▶ [WHAT IS REQUIRED]
Copy out every line of the listing below, the request included, and raise each bounding-box coordinate in the answers by 21.

▶ [LISTING]
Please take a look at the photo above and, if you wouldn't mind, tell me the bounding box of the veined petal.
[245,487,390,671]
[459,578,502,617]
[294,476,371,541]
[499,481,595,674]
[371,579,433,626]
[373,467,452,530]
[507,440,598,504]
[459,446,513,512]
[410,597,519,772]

▶ [SOLUTION TO THIS TASK]
Please take a look at the photo above and, if you wouldn't mind, tell me the bounding box of the veined petal.
[266,508,411,692]
[480,599,523,638]
[315,497,392,562]
[520,502,616,695]
[392,600,454,647]
[394,488,473,551]
[528,461,619,525]
[480,467,534,533]
[431,618,540,793]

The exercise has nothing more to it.